Let me give you an example. Two years ago I was speaking about these issues to a group of secondary school teachers and I showed some charts which highlighted the precarious situation of young people. Those charts created a new mental map for at least one of those teachers. He suddenly realized that his own kids were floundering in the labour market because of a systemic problem-not because they were lazy or stupid. He told me he was going home that night with a different attitude. I hope that he and his kids were able to work out a different game plan as a result.

What citizens and community leaders need these days are new mental mapsmaps that show us how to navigate the turbulence caused by polarization of earnings, fragmentation of the family, and cutbacks in the social safety net. With those maps to guide us, we can begin to reinvent the way in which we express our moral responsibility to each other.

What Creates Resilience?

If the old stabilizers–employers, families, and the safety net-have been weakened, what resources are there to help people to bounce back from adversity in the face of powerful systemic forces?

I would identify five dimensions of social capital that can create the necessary resilience, first for individuals and then for society as a whole:

1. The first dimension is at the personal level where individuals can rely upon their own self-confidence, their work experience, their creativity and professional skills.

2. Personal attributes can be buttressed by the family and other networks of associates which are the second dimension. The networks may be neighbours, grandparents, colleagues. They may be religious, ethnic, or professional. They may offer contacts, personal advice and support, even some money to tide people over. Whatever their characteristics, they will be based upon trust and altruistic reciprocity-the willingness to make an exchange with no promise of immediate or even long-term payback.

3. Going wider still, the third dimension involves the extended networks of community services which tend to be voluntary, collaborative services-after-school programs and homework clubs for young people; home care and Meals on Wheels for the elderly; job-finding clubs for the unemployed. Here, trust and reciprocity are extended to include collaborative behaviour.

4. The fourth dimension involves more formal programs which mix voluntary and professional skills to provide more complex support systems. Shelters for battered women and community-based job creation programs like the Human Resources Development Agency in Halifax are two examples. Typically, these human services depend on some (or a lot of) government funding. But the government funding is highly leveraged by the use of community resources, especially volunteers. One of our great concerns, as the fiscal cuts go deeper, is that this extensive web of community services will be damaged by the loss of government funding. Communities with a strong tradition of collaboration will be in a much better position to sustain those services than those with limited social capital.

5. Finally, the fifth dimension of social capital, and by far the most visible one, is provided by the federal and provincial safety net programs such as social assistance, social services, health services, public education, government-financed training programs, etc.

There are five visible dimensions to social capital but we have many layers of support systems in our society which are invisible. Together, they provide elasticity or resilience in hard times. With the withdrawal of so much federal and provincial funding, many programs and institutions are now at risk. We face hard times. But, looking back over history, I have to tell you that hard times can be the crucible in which new social capital is created.

Building Social Capital

I believe there are three essential elements in the creation of social capital: recruiting/renewing the social safety net; employers as partners; agreeing on the social values and principles which should guide our behaviour as individuals and institutions.

PROVIDED INFORMATION
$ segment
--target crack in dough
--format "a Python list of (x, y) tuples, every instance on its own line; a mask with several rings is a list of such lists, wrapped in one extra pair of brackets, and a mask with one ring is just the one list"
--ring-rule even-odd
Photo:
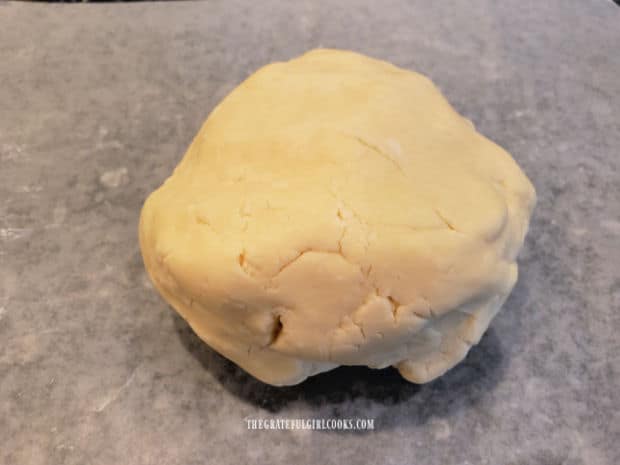
[(514, 286), (535, 199), (428, 78), (316, 50), (216, 107), (145, 202), (140, 247), (200, 338), (265, 382), (338, 364), (427, 382)]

TASK INSTRUCTIONS
Transcribe the stretch of the talk on social capital from "If the old stabilizers–employers, families, and" through "powerful systemic forces?", word for word. The items were drawn from a different source than the talk on social capital.

THE REPLY
If the old stabilizers–employers, families, and the safety net-have been weakened, what resources are there to help people to bounce back from adversity in the face of powerful systemic forces?